This year, stigma was slung with a twist.
In Minnesota’s gubernatorial primary contests, former Senator Mark Dayton talked about his experience with depression and alcoholism. The Minneapolis Star-Tribune subsequently asked all candidates for governor whether or not they had ever been treated for depression or addiction. Thirteen said no, three declined to answer—one saying that the topic was inappropriate for gubernatorial candidates—and two did not respond.
NAMI Minnesota blasted the newspaper for singling out mental illness and discouraging people from seeking help because of the fear of inquisition. Many elected officials “have governed while living with polio, heart disease, diabetes, epilepsy, multiple sclerosis, cancer—to name a few,” wrote NAMI Minnesota Executive Director Sue Abderholden. For candidates, “the inquiry ‘begged for a disavowal of ever coming near a treatment facility.’”
In 1997, former U.S. Senate Majority Leader Bob Dole, the principal author of the Americans with Disabilities Act, said that Eagleton probably would have remained the vice-presidential nominee at that point in time—25 years later— because public attitudes had changed. However, he believed that every candidate for president should submit their full medical history to public scrutiny to let the people decide.
How far should Dole’s position extend? It’s still being debated. In 2008, President Barack Obama provided a one-page overall health summary to the news media. His opponent, Sen. John McCain, released 1,100 pages.
Self-disclosure does seem to be a key to winning.
In 1991, former U.S. Senator Lawton Chiles was elected governor of Florida after talking about his history of depression.
In 1994, former U.S. Representative Lynn Rivers of Michigan became the first member of Congress to talk about living with mental illness. It had taken her years to learn to manage her bipolar disorder. Her opponent tried to use it to discredit her. Voters didn’t care.

§ **Work request**
According to the passage above on mental illness and political candidates, how many pages of health information did Sen. John McCain release in 2008?

§ **Provided material**
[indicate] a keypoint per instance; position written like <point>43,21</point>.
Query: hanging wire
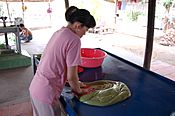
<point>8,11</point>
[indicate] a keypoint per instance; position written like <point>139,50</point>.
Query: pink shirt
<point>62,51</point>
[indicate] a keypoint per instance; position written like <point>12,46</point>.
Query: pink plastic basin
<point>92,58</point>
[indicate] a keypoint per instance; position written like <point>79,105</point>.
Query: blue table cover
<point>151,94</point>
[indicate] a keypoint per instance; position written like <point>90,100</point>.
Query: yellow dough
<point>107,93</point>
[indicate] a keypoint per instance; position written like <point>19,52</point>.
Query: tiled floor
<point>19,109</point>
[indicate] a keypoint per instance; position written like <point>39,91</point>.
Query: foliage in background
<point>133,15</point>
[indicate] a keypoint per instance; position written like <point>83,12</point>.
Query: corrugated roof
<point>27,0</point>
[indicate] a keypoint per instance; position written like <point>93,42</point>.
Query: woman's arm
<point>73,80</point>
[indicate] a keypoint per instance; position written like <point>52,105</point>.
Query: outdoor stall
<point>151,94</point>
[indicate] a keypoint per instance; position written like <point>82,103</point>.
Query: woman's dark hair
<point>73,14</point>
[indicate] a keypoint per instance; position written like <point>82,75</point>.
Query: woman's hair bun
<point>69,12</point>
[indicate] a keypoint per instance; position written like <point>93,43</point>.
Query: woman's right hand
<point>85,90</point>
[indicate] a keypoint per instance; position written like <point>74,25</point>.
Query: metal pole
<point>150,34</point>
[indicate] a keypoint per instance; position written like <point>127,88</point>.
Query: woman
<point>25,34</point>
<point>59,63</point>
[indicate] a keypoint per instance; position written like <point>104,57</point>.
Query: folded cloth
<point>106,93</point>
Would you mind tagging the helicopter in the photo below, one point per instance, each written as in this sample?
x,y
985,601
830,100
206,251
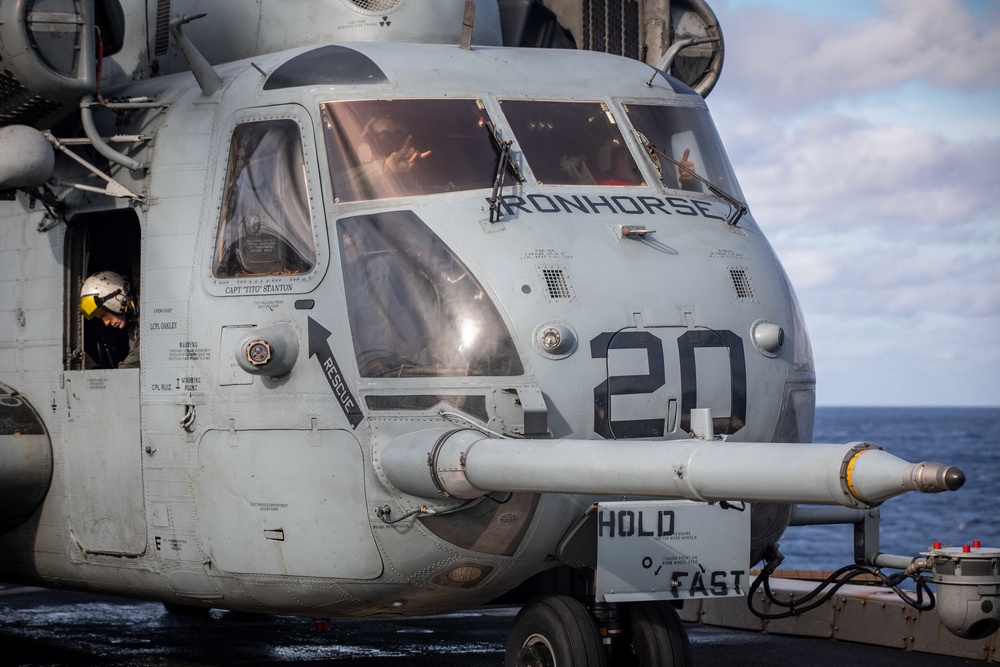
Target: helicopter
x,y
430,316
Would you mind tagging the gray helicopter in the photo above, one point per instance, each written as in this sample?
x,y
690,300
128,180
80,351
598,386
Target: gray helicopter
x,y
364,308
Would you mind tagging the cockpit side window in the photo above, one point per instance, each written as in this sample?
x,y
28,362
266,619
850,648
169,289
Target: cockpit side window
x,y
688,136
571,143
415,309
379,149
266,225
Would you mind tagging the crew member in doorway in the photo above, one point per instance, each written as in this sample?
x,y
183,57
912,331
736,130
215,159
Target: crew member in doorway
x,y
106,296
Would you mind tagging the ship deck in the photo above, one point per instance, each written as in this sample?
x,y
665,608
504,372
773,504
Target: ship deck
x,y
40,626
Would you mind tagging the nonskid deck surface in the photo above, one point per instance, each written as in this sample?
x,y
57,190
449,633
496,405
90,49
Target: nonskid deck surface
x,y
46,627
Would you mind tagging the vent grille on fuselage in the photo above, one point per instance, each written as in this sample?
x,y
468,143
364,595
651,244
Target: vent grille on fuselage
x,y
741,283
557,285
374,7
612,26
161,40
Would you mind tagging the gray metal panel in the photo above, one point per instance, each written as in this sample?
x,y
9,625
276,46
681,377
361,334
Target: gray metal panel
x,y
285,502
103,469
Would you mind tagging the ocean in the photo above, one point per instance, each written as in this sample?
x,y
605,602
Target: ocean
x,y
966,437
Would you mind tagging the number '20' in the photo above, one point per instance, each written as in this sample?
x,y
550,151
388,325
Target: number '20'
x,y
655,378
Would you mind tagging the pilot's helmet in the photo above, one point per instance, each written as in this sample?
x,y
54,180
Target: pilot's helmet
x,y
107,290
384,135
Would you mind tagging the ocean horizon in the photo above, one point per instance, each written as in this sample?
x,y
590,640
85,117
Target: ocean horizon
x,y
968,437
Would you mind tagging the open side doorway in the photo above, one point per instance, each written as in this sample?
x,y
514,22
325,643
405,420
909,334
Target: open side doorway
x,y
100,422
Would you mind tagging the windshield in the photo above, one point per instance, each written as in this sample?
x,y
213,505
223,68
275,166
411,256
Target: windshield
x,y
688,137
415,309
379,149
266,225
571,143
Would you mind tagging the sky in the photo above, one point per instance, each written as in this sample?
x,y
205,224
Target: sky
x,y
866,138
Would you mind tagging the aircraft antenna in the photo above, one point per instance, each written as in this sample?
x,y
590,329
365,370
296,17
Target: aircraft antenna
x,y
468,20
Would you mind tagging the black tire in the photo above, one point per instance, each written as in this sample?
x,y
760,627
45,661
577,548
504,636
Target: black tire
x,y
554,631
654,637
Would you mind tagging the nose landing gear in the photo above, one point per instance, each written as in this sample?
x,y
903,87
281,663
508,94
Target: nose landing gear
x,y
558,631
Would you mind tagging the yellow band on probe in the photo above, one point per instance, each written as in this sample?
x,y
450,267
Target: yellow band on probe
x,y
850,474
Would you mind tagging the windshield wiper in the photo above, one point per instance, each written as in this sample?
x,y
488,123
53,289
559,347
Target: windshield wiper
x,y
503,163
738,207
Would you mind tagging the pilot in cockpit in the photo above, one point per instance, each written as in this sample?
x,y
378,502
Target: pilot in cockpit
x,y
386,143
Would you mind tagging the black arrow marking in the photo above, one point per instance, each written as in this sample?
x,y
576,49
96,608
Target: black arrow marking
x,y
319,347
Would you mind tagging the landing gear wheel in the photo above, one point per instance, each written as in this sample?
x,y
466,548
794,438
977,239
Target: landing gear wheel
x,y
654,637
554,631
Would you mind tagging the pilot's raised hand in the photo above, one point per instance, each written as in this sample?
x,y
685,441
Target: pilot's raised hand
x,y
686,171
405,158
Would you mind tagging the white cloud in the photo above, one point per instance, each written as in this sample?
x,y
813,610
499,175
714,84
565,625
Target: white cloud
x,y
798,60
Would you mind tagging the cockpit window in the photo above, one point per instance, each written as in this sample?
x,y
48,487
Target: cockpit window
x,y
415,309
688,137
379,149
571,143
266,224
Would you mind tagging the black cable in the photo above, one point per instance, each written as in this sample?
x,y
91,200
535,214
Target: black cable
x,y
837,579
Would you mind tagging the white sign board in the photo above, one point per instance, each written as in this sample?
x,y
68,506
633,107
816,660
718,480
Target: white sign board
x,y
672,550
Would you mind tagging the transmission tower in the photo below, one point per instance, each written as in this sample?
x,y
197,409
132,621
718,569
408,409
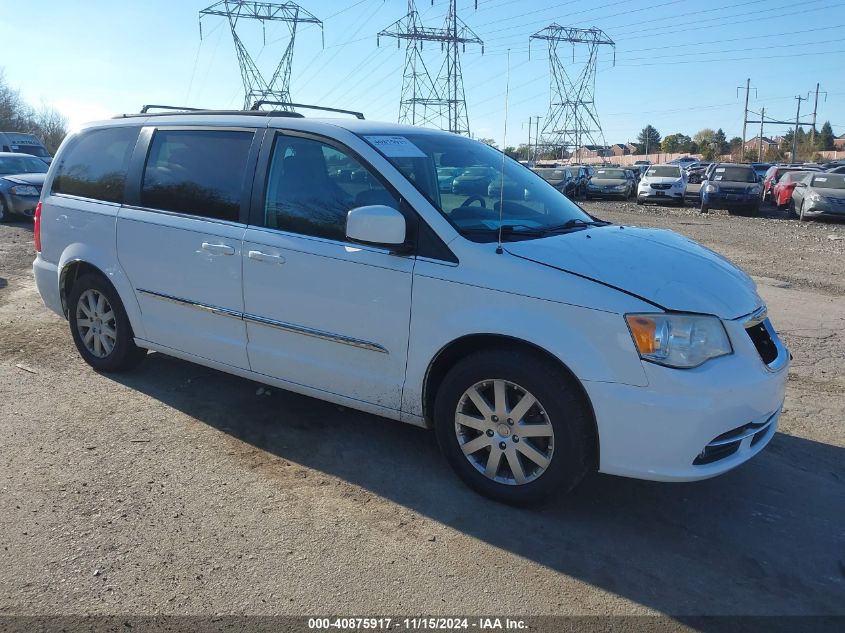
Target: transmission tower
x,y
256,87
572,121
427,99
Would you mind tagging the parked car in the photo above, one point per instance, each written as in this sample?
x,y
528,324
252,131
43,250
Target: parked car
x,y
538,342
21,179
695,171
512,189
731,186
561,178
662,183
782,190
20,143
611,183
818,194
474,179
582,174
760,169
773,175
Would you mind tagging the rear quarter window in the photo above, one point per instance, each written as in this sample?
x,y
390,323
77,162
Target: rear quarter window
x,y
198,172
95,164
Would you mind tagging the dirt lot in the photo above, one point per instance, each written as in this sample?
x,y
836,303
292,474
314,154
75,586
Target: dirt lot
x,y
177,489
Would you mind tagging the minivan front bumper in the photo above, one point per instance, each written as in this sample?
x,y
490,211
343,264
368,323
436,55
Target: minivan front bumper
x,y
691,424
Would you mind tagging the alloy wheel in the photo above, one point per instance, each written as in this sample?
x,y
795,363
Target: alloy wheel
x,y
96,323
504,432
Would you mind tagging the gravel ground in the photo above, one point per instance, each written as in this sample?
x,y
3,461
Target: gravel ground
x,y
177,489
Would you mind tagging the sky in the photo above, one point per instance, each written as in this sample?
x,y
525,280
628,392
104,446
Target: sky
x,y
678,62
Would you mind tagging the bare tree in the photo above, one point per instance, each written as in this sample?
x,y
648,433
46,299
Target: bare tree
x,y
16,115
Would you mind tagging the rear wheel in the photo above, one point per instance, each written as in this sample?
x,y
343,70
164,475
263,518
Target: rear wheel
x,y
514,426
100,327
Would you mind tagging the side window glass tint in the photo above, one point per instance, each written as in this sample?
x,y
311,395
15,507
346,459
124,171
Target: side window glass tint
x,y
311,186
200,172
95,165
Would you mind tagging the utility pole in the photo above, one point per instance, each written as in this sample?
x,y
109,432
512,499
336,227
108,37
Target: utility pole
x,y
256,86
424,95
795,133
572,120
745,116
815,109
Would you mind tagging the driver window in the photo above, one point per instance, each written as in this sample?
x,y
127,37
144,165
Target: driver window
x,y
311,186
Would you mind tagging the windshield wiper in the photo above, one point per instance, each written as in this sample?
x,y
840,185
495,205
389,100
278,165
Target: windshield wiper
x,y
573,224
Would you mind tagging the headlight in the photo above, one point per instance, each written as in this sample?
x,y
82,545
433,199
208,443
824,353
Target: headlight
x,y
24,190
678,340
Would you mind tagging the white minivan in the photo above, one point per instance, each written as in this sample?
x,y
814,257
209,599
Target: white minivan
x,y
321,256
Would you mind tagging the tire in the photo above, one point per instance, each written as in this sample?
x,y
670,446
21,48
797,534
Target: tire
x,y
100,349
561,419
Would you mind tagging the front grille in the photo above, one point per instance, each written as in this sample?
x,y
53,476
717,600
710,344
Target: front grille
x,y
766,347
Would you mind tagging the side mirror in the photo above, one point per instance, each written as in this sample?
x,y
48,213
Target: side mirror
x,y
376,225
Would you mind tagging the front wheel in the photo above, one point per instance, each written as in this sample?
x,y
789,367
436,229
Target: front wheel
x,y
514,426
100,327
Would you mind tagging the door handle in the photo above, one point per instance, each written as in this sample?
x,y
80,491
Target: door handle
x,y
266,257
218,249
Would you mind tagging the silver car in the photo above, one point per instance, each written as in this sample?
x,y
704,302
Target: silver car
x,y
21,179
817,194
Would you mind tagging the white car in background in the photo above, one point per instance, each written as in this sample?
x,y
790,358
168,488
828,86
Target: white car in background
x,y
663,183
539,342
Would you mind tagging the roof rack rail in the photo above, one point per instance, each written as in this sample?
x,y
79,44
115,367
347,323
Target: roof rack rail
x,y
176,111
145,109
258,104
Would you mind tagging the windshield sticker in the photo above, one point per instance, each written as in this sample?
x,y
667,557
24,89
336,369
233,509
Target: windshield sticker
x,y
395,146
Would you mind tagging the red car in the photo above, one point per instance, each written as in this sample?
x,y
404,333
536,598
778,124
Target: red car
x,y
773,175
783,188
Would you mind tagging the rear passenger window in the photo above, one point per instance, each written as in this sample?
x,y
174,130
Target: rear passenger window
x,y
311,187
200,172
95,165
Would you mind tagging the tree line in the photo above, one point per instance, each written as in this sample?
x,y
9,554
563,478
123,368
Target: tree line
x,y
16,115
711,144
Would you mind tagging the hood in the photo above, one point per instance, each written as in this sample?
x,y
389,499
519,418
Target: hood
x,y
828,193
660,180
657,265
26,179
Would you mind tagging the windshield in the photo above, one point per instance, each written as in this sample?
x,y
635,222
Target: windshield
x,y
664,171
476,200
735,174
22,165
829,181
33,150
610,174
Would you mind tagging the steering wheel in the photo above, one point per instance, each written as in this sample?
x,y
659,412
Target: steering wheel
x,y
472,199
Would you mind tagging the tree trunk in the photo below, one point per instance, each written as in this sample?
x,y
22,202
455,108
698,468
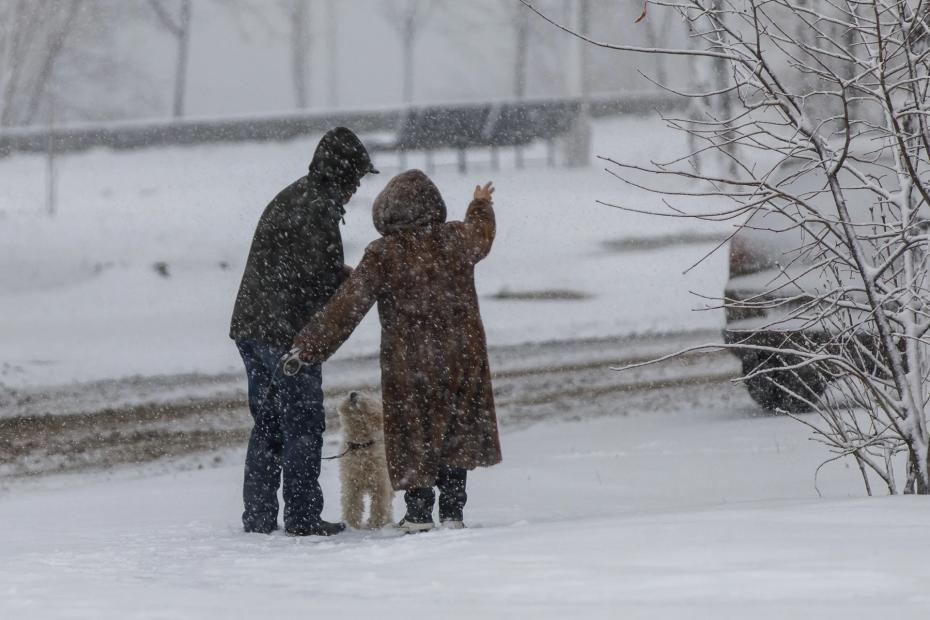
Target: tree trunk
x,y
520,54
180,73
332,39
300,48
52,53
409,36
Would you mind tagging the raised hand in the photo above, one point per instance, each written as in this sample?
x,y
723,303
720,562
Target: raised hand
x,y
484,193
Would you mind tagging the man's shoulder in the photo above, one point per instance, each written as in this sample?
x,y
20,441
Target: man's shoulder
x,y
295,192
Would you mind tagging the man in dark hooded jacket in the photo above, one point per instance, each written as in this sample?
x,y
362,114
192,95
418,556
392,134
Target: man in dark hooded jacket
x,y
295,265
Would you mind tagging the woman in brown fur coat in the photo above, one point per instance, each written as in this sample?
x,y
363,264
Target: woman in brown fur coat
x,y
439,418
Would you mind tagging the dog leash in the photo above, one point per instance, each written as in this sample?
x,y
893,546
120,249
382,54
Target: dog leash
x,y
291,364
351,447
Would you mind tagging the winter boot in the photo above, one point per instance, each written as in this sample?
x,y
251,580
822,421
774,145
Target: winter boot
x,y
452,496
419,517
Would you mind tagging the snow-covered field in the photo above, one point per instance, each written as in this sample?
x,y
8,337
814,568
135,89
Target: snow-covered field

§ **Solution to this exercise**
1,100 pages